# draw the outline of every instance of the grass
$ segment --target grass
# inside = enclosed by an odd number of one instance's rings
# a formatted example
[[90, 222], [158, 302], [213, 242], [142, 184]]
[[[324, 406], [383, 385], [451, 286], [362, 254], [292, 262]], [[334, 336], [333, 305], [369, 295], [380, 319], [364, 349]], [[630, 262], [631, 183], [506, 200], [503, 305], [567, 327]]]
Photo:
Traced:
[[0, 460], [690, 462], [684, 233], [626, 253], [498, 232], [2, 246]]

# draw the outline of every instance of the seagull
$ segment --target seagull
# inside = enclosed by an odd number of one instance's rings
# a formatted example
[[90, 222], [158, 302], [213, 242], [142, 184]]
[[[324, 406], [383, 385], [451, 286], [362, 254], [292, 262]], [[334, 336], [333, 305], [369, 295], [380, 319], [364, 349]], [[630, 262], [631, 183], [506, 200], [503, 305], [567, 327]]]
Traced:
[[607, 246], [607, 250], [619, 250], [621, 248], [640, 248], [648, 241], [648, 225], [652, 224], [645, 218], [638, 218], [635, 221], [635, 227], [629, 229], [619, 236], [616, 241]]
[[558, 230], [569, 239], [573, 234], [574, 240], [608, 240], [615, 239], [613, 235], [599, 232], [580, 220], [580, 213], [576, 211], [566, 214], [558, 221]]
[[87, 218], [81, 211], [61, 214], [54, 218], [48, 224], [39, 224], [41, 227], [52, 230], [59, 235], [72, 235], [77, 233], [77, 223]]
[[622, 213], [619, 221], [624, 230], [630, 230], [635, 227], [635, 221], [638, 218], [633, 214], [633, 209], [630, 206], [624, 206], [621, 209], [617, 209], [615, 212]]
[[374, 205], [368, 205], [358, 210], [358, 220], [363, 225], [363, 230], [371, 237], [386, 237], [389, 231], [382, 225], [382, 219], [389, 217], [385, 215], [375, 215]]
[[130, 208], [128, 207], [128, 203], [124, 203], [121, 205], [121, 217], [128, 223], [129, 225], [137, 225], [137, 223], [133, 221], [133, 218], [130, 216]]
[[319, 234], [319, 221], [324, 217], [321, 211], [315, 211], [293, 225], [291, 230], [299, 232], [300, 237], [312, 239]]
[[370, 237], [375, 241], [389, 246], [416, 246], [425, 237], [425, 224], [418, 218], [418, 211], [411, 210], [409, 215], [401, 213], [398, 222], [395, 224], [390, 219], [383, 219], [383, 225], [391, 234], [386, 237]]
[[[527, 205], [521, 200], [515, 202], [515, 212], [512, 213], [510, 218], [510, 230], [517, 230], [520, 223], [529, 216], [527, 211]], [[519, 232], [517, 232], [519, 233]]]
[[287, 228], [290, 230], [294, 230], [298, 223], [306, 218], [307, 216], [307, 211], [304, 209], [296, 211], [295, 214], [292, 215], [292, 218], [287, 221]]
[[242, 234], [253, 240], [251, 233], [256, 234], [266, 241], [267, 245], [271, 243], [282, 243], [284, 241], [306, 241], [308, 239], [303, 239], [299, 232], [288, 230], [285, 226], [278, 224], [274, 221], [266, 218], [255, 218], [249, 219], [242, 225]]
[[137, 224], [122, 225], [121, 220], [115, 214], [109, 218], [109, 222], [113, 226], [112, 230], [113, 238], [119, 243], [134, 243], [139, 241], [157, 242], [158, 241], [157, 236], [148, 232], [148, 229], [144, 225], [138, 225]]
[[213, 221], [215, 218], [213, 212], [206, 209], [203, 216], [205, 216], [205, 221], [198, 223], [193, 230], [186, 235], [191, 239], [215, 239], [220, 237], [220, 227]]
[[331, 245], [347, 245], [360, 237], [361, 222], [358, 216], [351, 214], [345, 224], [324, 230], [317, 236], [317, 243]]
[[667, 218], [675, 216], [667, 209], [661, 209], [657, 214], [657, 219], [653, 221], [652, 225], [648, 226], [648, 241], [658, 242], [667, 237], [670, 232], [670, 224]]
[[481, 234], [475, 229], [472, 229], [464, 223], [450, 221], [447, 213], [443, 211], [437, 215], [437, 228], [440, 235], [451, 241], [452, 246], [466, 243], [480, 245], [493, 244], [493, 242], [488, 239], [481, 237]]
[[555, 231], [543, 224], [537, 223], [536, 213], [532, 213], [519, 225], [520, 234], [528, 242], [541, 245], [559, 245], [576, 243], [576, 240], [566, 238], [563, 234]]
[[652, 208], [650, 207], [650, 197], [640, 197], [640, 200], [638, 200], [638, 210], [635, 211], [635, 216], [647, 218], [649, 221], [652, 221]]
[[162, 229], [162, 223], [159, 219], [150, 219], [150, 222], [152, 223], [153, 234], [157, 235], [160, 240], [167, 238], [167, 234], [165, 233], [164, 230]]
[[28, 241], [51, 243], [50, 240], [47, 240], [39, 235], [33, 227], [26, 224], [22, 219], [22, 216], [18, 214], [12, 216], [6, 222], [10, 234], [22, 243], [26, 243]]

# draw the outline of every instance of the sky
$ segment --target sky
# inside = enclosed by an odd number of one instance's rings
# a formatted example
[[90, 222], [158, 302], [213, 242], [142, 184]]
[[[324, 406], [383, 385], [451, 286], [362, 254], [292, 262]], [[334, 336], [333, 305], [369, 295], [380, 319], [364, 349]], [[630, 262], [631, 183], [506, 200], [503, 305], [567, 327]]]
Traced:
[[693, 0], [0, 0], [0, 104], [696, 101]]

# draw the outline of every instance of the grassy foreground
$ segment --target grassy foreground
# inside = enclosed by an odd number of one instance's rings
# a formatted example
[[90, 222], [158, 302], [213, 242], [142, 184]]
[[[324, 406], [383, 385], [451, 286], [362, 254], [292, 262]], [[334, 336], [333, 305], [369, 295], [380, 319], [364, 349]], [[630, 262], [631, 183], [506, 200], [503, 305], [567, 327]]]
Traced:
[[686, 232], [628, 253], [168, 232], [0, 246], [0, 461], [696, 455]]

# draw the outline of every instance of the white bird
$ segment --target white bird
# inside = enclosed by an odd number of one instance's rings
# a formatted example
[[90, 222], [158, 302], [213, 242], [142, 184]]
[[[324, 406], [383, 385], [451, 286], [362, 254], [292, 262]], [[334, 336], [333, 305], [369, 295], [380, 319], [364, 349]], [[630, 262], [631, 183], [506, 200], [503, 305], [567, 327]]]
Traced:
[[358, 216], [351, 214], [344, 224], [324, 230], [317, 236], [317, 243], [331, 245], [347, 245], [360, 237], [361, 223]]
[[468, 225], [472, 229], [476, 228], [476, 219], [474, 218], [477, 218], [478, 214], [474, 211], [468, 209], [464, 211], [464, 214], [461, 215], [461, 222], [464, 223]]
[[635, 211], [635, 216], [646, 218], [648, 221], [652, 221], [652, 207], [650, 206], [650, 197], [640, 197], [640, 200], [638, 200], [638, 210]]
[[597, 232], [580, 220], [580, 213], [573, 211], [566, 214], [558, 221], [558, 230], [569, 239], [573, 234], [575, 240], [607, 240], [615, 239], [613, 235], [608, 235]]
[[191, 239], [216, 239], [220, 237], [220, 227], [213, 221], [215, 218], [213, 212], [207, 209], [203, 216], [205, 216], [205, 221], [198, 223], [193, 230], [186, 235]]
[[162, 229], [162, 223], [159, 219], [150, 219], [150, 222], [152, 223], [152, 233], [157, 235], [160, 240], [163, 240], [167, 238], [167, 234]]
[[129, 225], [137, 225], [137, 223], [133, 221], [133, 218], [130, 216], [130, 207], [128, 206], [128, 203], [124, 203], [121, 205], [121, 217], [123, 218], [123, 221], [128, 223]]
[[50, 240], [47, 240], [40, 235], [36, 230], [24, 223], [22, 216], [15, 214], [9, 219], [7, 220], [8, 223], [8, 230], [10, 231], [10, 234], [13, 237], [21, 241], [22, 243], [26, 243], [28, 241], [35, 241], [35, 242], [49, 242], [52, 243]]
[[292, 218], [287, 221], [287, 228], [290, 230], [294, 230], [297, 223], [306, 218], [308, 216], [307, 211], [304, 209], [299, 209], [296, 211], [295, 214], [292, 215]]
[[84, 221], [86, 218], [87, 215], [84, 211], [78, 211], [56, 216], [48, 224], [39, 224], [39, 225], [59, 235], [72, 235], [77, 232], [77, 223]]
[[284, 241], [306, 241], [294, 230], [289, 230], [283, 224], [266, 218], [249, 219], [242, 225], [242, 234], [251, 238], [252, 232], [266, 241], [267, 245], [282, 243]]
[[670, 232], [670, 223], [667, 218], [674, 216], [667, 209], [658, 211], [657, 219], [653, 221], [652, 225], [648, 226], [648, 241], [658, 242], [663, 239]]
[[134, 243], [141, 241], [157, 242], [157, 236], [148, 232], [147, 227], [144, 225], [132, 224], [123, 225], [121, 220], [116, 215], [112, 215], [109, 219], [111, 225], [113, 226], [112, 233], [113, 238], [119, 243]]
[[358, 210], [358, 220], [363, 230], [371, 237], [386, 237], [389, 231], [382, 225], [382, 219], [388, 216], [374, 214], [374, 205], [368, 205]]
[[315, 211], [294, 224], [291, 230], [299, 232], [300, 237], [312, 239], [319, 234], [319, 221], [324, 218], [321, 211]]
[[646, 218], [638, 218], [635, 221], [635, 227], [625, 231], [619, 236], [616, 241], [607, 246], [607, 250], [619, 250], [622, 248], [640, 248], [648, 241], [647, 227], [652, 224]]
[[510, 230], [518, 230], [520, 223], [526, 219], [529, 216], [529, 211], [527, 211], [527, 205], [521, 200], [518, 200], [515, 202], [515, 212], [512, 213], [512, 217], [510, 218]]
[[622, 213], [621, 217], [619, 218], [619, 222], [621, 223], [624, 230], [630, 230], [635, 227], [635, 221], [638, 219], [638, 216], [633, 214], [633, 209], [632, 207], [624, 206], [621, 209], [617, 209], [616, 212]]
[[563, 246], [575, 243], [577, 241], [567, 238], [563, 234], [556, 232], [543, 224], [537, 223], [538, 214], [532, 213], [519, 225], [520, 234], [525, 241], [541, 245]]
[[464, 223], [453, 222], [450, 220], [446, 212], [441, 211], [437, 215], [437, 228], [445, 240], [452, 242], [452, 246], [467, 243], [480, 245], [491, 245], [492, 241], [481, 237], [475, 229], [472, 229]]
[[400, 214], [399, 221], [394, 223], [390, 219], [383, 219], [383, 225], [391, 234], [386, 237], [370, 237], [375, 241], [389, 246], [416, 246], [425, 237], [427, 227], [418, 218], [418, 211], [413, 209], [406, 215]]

TASK TO CARRY OUT » Set out the lines as a Markdown table with the columns "Number" and "Line", starting at the first line of the rows above and ending at the line that contains "232], [2, 246]]". Give each line its number and leave out blank lines.

SOLUTION TO THIS PROBLEM »
| Number | Line |
|---|---|
| 1 | # draw the outline of every instance of the grass |
| 2 | $ segment --target grass |
| 3 | # inside = enclosed by an odd number of one instance's rings |
| 4 | # a formatted example |
| 5 | [[90, 222], [158, 302], [213, 242], [142, 184]] |
| 6 | [[[324, 406], [383, 385], [451, 286], [362, 254], [292, 262]], [[334, 336], [333, 305], [369, 295], [380, 319], [364, 349]], [[630, 262], [631, 183], [506, 200], [503, 305], [567, 327]]] |
| 7 | Photo: |
| 8 | Traced: |
| 9 | [[0, 460], [690, 462], [684, 233], [626, 253], [498, 232], [2, 246]] |